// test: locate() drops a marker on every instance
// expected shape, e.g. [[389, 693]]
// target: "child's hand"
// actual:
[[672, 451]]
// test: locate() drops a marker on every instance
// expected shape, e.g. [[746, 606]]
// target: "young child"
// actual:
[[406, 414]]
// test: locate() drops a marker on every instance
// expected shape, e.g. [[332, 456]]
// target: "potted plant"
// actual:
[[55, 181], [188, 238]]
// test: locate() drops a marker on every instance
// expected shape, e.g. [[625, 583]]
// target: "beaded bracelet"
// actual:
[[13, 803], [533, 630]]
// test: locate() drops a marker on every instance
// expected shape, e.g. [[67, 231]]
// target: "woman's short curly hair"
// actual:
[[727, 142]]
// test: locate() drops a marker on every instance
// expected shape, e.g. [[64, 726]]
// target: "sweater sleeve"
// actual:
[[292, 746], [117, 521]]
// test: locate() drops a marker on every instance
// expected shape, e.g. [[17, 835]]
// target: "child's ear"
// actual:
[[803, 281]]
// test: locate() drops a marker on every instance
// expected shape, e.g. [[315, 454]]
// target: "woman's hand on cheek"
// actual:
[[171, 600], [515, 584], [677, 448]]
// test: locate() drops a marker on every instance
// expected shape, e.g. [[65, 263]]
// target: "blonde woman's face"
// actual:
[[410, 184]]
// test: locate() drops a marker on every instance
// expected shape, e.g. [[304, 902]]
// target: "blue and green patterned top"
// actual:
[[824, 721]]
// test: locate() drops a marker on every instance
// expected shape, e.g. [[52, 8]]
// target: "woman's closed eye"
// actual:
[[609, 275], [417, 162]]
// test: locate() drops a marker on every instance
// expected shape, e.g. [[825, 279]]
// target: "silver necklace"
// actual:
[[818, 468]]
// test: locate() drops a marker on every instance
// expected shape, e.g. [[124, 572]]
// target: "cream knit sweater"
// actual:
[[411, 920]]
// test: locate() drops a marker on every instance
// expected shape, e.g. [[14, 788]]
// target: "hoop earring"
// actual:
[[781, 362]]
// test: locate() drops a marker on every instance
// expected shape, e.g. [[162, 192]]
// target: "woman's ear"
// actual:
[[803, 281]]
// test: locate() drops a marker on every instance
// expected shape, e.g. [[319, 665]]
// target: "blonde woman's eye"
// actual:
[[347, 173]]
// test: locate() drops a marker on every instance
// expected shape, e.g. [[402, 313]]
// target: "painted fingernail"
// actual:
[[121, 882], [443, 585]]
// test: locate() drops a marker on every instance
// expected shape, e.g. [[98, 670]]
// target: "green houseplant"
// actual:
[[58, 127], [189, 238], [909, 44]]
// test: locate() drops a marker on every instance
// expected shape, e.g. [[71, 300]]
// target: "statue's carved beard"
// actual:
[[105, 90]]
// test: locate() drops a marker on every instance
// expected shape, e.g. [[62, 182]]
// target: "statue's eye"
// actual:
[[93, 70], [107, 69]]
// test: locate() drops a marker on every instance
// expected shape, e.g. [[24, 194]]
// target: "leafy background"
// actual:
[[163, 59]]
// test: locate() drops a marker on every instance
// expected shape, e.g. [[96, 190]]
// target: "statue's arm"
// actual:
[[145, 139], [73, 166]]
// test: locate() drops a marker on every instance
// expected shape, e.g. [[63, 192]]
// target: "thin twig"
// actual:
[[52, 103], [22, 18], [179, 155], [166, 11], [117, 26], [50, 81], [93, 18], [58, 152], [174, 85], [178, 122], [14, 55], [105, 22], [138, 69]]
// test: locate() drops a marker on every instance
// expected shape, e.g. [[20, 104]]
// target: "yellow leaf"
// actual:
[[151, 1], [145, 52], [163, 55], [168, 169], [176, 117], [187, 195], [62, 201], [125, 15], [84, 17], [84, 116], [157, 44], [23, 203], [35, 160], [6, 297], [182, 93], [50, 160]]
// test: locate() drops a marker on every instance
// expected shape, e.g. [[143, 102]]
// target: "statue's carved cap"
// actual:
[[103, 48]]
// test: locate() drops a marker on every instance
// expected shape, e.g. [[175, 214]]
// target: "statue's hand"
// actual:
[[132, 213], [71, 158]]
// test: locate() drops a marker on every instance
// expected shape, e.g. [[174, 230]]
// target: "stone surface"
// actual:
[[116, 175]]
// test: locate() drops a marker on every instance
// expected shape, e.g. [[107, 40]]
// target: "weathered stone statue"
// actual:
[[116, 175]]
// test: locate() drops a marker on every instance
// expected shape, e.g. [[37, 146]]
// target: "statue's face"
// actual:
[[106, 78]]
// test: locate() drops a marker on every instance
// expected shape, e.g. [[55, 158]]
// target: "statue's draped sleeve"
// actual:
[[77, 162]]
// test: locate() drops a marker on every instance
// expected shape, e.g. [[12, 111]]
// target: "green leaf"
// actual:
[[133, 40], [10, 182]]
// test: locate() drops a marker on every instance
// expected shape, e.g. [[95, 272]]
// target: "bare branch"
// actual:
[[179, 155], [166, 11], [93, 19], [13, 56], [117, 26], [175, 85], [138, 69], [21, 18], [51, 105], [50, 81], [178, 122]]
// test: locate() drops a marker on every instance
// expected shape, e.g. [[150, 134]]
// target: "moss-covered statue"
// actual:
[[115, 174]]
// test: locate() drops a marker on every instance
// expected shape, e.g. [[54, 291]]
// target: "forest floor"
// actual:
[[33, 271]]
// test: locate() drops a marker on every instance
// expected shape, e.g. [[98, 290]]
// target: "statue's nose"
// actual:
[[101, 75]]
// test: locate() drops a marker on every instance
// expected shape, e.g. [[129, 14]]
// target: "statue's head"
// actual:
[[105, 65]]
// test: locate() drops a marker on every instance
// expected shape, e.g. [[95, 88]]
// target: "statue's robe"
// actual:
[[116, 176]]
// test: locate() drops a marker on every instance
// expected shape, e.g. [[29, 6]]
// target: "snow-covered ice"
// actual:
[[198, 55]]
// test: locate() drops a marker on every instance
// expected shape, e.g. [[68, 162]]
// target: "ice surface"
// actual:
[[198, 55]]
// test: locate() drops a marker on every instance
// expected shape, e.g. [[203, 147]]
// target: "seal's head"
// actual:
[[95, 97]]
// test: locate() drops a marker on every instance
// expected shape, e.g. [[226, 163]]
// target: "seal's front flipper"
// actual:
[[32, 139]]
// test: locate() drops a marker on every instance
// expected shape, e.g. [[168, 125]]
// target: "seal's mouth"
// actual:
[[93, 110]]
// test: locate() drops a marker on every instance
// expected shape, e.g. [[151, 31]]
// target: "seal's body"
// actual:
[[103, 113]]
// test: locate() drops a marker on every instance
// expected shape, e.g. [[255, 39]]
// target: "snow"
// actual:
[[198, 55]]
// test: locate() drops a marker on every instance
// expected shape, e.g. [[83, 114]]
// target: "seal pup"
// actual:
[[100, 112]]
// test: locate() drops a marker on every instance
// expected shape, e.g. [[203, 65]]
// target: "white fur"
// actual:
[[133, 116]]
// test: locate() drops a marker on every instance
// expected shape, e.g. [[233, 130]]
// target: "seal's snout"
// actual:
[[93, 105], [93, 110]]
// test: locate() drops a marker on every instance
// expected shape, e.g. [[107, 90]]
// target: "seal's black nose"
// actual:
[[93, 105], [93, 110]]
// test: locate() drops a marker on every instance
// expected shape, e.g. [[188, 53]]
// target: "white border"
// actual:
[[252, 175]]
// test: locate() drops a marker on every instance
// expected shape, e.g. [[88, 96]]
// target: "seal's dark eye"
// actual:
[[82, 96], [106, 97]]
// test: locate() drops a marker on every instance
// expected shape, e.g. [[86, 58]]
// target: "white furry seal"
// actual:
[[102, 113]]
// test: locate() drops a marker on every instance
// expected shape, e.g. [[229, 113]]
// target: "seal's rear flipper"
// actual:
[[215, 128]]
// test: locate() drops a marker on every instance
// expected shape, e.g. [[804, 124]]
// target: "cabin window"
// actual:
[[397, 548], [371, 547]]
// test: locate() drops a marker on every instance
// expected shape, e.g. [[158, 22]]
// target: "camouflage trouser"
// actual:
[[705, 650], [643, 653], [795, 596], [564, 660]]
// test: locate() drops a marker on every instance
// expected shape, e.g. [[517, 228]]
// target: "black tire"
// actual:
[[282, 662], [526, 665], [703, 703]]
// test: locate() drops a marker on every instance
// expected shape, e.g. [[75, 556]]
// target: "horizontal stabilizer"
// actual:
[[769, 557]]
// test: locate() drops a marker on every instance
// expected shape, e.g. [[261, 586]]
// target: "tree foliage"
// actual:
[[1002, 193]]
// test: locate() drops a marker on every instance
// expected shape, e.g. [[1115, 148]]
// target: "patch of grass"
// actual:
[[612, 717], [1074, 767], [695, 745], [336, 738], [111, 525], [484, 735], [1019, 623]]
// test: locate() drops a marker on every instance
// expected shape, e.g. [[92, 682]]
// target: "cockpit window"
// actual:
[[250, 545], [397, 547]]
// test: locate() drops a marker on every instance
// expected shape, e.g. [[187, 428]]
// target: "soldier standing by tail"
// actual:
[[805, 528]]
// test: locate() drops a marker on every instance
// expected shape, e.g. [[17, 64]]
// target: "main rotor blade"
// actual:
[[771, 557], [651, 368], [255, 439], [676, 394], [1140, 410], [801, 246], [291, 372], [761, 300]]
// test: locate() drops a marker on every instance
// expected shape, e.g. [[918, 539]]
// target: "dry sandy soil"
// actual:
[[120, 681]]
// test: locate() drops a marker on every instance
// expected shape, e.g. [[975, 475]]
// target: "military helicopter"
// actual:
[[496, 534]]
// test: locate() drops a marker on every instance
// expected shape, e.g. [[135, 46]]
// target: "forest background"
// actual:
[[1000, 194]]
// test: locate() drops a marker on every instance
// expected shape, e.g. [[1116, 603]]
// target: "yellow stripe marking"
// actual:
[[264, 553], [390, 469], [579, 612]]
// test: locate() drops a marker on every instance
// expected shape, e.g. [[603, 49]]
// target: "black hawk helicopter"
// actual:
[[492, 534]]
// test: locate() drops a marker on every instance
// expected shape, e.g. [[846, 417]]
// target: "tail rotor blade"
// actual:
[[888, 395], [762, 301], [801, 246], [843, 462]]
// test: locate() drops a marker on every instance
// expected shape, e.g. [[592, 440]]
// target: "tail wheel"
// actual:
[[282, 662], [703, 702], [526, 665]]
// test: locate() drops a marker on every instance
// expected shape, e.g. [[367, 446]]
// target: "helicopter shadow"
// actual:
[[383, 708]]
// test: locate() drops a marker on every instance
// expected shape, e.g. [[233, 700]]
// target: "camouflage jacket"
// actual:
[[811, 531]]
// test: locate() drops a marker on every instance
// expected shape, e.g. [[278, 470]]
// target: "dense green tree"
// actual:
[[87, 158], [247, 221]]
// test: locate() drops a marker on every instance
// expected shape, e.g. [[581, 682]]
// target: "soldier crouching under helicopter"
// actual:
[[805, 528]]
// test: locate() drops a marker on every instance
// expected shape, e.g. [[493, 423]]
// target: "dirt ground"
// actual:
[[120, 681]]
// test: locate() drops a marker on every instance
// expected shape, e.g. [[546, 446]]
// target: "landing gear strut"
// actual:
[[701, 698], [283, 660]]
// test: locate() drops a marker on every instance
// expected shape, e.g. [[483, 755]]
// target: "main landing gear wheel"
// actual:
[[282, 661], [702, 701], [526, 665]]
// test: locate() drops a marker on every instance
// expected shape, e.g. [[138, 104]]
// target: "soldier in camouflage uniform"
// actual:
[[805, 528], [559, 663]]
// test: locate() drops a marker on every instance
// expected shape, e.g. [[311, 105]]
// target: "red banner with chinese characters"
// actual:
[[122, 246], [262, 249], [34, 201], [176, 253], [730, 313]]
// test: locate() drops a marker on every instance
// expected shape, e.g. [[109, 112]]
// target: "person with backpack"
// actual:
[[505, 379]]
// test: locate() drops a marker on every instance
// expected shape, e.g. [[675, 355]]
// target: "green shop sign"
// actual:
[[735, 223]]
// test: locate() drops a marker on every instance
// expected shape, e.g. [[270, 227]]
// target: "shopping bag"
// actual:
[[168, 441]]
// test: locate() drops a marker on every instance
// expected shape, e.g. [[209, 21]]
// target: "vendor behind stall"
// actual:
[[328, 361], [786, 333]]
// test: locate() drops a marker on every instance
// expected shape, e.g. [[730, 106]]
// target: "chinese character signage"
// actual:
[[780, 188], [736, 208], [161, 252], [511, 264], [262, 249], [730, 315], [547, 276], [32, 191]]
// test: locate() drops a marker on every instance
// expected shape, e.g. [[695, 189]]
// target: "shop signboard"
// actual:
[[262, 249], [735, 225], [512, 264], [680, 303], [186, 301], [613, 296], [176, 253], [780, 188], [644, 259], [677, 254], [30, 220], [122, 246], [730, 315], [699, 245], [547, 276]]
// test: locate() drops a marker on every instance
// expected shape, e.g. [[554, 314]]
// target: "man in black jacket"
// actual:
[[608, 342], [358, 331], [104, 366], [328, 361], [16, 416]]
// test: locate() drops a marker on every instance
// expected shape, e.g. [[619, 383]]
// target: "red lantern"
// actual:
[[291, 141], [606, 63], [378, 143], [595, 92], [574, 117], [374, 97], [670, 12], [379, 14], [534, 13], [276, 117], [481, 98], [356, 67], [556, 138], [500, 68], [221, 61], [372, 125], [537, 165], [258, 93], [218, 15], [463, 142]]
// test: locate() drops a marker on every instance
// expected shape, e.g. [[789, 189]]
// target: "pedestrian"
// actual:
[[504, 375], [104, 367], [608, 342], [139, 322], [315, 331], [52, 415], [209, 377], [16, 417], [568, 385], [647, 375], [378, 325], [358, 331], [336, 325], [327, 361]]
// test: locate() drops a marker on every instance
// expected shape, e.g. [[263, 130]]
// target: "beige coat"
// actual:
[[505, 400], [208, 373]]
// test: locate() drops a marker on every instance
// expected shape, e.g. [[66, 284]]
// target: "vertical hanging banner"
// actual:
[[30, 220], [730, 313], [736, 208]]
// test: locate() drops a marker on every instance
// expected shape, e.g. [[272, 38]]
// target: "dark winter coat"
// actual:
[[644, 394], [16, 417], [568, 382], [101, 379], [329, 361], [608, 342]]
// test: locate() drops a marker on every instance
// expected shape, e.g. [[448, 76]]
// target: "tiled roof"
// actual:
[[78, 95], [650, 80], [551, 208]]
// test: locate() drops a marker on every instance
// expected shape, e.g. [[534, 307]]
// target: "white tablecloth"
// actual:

• _WHAT NEEDS TO BE DONE_
Copy the data from its first line through the line containing "[[13, 803], [533, 630]]", replacing every "target" with "label" and leaving everything else unchanged.

• _THE OUTPUT_
// test: locate() drops a marker on every instance
// expected shape, e.g. [[389, 693]]
// label: "child's hand"
// actual:
[[672, 451]]
// test: locate() drops a marker on every instance
// expected shape, e.g. [[746, 606]]
// label: "young child"
// actual:
[[406, 414]]
// test: locate() drops a marker on every instance
// expected shape, e.g. [[332, 456]]
// label: "potted plant"
// actual:
[[55, 181], [188, 238]]
// test: locate() drops a marker on every instance
// expected shape, e.g. [[625, 583]]
// label: "beaded bracelet"
// actual:
[[13, 803], [533, 630]]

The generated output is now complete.